(Saved entries)
========
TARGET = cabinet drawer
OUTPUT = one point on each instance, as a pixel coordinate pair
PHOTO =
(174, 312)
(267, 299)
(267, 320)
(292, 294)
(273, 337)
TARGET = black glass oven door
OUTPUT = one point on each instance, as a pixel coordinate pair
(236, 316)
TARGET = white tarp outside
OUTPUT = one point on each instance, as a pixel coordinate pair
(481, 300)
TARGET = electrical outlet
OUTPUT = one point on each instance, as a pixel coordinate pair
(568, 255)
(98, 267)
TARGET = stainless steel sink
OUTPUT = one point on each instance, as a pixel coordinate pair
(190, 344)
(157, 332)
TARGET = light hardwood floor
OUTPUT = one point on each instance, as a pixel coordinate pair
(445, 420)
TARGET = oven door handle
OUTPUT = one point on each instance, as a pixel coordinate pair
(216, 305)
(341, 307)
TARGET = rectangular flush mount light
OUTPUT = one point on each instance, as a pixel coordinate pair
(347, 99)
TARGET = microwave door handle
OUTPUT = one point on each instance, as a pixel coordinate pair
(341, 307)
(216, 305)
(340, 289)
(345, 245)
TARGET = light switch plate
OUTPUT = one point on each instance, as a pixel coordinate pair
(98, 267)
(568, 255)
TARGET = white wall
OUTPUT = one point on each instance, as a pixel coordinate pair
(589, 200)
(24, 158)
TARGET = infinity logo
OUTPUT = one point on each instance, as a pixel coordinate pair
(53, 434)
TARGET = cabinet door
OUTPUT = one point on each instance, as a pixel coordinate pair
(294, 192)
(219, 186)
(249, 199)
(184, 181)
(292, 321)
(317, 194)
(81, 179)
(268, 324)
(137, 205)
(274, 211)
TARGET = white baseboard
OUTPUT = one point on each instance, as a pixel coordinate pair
========
(EXERCISE): Check each line of the data above for the word "light" and copy the ones where it is found.

(SOLUTION TO THE EXERCISE):
TARGET = light hardwood floor
TARGET = rectangular flush mount light
TARGET = light switch plate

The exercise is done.